Point labeling examples:

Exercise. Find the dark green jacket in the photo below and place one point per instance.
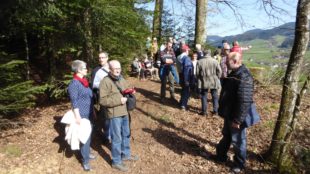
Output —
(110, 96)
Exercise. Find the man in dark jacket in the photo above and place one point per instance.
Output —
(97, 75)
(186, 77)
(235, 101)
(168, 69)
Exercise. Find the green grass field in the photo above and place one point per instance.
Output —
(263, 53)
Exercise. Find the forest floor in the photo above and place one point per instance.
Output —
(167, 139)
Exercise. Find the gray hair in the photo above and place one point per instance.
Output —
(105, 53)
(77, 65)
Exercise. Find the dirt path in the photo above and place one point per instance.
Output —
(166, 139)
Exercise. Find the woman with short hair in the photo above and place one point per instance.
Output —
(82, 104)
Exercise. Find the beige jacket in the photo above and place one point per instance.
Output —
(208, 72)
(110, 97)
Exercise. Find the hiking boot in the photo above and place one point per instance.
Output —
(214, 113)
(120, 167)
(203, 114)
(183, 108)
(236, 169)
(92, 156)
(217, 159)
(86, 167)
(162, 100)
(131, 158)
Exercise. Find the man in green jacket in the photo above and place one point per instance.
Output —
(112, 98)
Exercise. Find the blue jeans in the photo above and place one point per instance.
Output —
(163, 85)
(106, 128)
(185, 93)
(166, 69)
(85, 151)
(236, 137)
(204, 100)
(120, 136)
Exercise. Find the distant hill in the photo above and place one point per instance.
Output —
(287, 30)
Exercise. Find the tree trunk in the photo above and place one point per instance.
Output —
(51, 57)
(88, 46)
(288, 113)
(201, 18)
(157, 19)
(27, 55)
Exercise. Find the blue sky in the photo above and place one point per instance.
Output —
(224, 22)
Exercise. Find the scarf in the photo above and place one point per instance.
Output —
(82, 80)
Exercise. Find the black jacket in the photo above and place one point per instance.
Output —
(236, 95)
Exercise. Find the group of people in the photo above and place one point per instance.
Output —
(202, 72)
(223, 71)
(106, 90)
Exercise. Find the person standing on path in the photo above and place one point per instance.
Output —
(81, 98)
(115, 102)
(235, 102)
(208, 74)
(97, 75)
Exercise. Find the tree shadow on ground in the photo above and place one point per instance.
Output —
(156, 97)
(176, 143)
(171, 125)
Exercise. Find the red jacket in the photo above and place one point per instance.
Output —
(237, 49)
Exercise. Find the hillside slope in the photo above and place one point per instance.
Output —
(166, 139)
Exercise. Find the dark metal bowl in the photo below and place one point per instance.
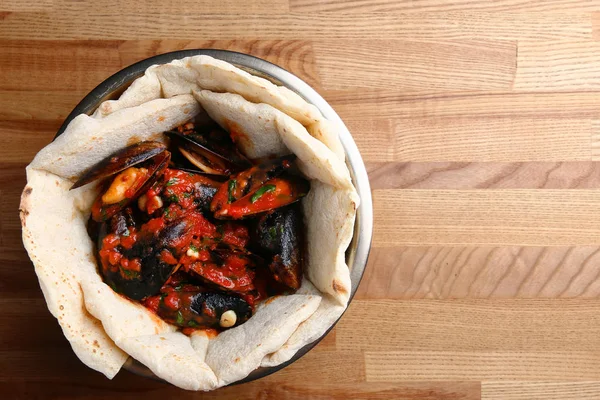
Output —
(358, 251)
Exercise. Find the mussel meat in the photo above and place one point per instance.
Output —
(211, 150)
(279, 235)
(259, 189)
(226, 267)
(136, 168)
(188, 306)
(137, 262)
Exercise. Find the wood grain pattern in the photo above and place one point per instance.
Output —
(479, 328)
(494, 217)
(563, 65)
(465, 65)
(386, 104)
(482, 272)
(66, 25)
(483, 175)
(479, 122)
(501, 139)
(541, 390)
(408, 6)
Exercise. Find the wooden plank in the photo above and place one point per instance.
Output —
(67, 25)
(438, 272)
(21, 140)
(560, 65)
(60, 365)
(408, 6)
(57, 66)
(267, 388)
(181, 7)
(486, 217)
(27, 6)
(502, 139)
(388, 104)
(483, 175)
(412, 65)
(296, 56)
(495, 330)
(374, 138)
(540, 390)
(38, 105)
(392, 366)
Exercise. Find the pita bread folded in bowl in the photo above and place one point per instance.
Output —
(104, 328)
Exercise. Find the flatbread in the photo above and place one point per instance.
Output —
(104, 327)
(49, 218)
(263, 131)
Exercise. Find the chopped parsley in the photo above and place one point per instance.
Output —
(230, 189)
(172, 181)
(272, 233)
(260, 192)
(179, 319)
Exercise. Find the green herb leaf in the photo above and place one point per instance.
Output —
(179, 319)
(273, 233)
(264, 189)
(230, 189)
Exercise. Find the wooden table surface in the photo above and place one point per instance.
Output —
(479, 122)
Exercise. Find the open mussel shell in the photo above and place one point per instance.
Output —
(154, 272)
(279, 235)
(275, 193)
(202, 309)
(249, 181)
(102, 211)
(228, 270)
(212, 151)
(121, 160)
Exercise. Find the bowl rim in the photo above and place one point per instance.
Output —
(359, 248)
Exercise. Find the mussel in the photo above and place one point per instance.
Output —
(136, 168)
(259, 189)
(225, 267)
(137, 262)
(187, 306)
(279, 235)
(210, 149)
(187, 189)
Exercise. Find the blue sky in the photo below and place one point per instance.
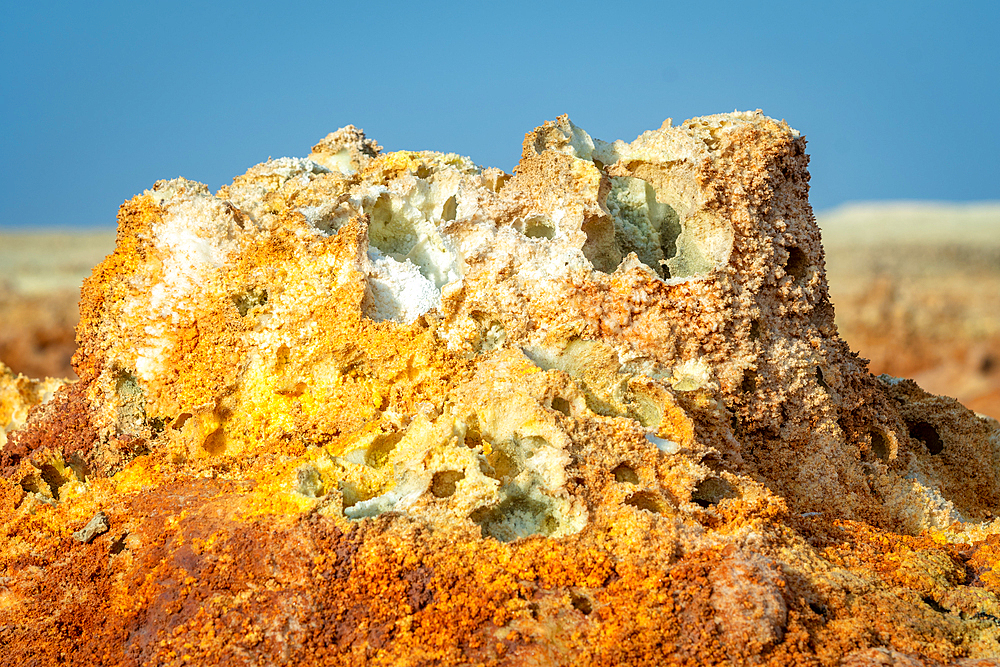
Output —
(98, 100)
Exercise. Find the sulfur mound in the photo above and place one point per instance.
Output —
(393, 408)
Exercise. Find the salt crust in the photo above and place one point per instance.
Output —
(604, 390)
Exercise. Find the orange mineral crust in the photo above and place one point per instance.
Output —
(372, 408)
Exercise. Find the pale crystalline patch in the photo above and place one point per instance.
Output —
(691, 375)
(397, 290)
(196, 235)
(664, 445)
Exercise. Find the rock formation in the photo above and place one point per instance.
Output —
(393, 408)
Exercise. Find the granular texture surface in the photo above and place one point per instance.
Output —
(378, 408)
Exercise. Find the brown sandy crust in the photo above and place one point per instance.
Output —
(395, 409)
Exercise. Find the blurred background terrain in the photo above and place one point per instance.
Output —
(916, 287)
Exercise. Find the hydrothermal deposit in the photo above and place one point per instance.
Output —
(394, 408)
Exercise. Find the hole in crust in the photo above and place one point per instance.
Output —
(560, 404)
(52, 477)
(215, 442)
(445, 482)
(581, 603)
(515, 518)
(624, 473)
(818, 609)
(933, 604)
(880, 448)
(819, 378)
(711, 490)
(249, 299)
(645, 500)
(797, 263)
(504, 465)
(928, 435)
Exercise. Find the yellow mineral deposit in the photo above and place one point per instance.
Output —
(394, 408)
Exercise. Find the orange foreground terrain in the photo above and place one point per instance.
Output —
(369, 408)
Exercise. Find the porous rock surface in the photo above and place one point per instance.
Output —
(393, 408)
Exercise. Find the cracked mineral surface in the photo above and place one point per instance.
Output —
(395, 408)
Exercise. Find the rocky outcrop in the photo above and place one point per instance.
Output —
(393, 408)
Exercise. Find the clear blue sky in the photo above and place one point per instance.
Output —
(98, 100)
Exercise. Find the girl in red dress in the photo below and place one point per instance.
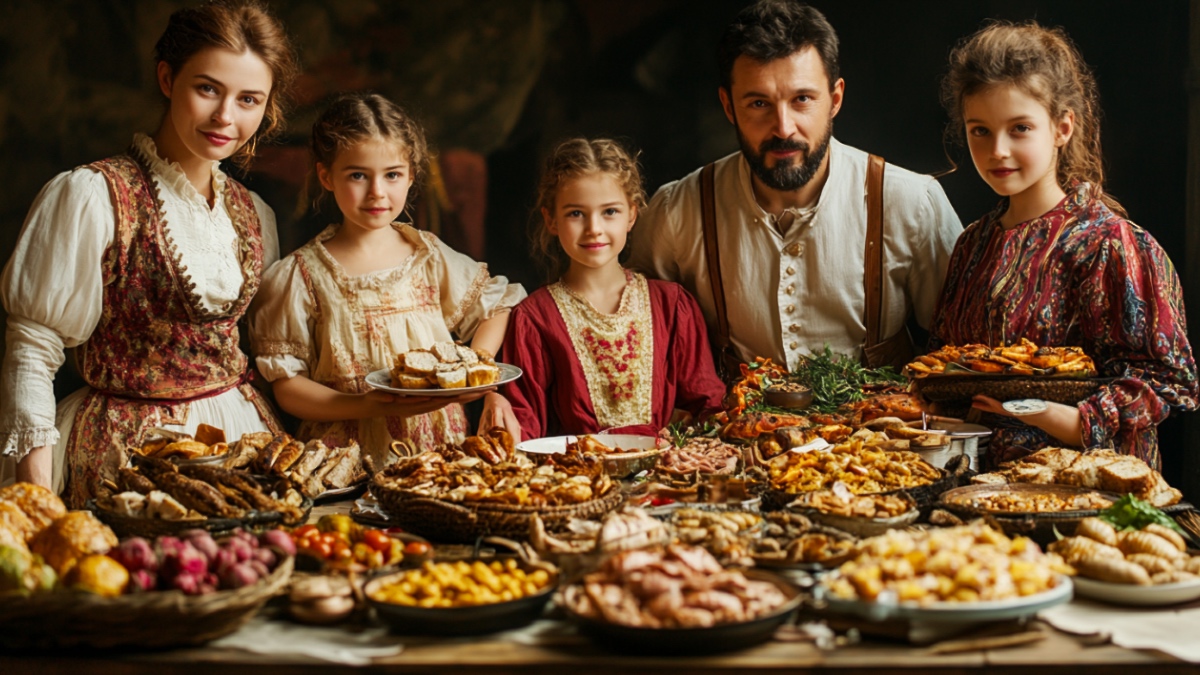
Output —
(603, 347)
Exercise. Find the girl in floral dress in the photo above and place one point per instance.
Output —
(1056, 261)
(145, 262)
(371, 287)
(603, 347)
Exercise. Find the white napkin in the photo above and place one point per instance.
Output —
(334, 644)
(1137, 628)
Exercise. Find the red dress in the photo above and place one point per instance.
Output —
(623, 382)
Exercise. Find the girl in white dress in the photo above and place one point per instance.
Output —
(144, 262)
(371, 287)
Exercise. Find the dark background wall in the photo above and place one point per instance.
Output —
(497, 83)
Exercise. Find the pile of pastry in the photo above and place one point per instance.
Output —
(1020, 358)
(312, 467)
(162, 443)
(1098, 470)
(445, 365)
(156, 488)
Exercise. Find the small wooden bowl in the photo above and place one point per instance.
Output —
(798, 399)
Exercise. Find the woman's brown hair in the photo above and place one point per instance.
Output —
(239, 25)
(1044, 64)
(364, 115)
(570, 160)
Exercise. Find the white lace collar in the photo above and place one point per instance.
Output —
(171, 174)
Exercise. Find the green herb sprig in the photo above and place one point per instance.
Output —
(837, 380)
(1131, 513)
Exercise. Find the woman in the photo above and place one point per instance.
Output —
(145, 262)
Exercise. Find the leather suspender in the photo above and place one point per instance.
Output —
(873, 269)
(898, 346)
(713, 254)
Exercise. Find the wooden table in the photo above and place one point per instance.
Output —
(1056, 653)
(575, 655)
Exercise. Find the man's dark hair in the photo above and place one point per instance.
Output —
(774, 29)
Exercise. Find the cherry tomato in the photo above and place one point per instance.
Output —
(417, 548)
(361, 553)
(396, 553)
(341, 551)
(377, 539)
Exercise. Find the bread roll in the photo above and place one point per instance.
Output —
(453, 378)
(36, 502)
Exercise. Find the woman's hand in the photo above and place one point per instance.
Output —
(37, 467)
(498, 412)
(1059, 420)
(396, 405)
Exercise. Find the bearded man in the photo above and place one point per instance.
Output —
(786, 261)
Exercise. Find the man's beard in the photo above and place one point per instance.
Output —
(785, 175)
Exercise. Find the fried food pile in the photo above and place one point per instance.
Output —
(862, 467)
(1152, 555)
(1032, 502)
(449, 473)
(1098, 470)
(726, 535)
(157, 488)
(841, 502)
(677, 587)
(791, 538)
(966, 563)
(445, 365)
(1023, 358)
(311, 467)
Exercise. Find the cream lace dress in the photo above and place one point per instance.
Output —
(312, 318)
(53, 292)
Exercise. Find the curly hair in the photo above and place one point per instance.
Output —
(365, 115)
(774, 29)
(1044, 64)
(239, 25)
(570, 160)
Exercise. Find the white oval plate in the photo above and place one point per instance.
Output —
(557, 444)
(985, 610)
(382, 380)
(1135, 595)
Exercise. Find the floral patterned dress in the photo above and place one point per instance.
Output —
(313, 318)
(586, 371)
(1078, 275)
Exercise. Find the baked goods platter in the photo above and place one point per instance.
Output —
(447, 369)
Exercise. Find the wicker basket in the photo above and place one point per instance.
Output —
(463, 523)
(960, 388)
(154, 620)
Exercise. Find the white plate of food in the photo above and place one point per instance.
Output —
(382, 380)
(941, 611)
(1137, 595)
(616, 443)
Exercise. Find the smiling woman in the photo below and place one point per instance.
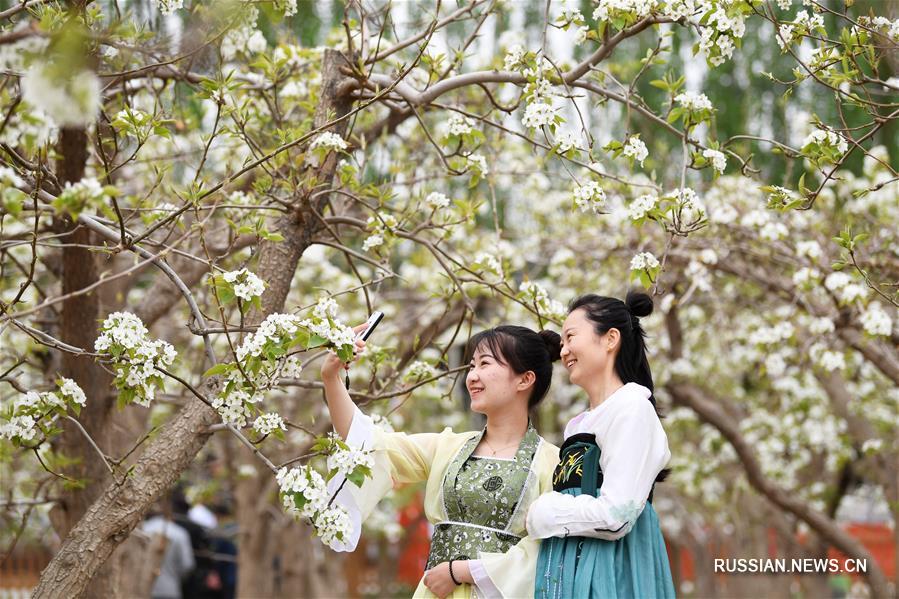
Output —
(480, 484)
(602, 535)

TASK STATEMENT: Reproduce exactly and only the lines from the one with "Exercise. Find the man's beard" through the last entry, both included, excluding every picture.

RESULT BELOW:
Exercise. Find the man's beard in the photo above and place one point per instance.
Output —
(785, 175)
Exercise. Find the fried food pile in the photo above and place one point per instance.
Output —
(862, 467)
(1152, 555)
(1032, 502)
(449, 473)
(1098, 470)
(726, 535)
(157, 488)
(841, 502)
(677, 587)
(791, 538)
(966, 563)
(445, 365)
(1023, 358)
(311, 467)
Exercise. Find the cream lace dress in the photo above and place one point per instance.
Output —
(312, 318)
(53, 292)
Exercise. Find the curly hair in the photo above and place one point per instance.
Output —
(365, 115)
(774, 29)
(1044, 64)
(239, 25)
(570, 160)
Exercise. Find the white oval plate in the photo above and place one point per instance.
Output —
(557, 444)
(985, 610)
(382, 380)
(1135, 595)
Exercise. Find the floral patterned dress in the photo above and place one point per instance.
Output —
(313, 318)
(586, 371)
(1078, 275)
Exercise. Find the baked goods platter in the photo above and place one point per instance.
Output —
(447, 369)
Exercise. Find the wicker basket in the photo above and place one point per instance.
Output —
(463, 523)
(960, 388)
(154, 620)
Exercise. Find the white plate of food in the photo above and place one point per instance.
Output —
(382, 380)
(941, 611)
(1137, 595)
(616, 443)
Exercise. Find the smiling woman in the photo below and place one point per instance.
Output —
(480, 484)
(602, 535)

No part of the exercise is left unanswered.